Set out the lines from the one containing "Scouting pass: put a marker on the long dark" through the one containing "[(100, 120), (154, 60)]", both included, as a numbered list without blank lines.

(Point-based annotation data)
- - - - -

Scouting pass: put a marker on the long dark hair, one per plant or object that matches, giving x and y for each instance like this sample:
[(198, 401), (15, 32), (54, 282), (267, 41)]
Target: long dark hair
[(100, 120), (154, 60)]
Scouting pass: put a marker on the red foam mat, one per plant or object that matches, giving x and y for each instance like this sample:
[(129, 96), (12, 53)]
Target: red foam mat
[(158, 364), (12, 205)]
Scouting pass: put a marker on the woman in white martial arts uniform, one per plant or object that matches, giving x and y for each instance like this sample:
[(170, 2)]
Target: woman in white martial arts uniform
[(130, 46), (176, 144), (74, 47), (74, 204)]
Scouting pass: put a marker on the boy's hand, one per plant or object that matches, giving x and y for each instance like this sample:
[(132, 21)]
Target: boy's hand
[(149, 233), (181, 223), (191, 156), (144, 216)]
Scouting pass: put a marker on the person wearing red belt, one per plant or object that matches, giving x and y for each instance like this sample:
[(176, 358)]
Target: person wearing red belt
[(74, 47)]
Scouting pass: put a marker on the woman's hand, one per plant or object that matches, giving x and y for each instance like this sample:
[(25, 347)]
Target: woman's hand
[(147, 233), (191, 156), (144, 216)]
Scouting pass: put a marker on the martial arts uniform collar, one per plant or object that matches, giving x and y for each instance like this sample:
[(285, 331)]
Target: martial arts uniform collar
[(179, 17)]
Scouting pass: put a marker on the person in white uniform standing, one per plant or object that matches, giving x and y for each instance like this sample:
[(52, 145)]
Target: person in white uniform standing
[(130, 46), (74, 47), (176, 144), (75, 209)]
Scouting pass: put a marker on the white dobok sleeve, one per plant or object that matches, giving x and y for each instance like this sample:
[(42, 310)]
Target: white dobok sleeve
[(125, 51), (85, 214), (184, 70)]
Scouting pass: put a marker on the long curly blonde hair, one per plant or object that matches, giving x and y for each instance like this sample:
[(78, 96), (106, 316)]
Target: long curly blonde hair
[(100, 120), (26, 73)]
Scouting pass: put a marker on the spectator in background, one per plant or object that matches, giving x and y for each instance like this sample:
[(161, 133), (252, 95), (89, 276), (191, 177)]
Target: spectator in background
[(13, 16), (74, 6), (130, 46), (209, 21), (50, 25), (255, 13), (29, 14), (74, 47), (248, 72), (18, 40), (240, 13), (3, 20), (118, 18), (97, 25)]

- - - - -

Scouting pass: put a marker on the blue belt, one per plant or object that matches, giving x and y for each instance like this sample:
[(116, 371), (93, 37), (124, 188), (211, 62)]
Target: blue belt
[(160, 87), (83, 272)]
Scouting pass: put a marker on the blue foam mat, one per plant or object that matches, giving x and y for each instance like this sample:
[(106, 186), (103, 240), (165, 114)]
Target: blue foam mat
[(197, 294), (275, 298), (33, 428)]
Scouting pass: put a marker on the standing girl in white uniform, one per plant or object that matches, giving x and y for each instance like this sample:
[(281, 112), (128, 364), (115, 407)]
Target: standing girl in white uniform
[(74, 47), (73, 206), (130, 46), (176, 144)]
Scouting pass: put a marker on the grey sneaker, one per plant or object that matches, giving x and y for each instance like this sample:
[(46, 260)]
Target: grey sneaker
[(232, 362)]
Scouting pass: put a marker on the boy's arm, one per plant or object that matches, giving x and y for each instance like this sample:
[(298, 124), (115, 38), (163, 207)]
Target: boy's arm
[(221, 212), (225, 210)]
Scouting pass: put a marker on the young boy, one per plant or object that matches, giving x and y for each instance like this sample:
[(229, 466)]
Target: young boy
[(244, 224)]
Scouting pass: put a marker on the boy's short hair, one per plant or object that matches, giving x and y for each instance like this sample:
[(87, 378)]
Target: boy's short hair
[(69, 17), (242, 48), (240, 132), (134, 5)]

- - - - -

Task output:
1. Scouting pass: put a marker on the long dark hair, one per plant or object that matches, giving x and y for each instance like this sample:
2. [(198, 401), (15, 32), (54, 282), (267, 41)]
3. Target: long dark hair
4. [(100, 120), (154, 60)]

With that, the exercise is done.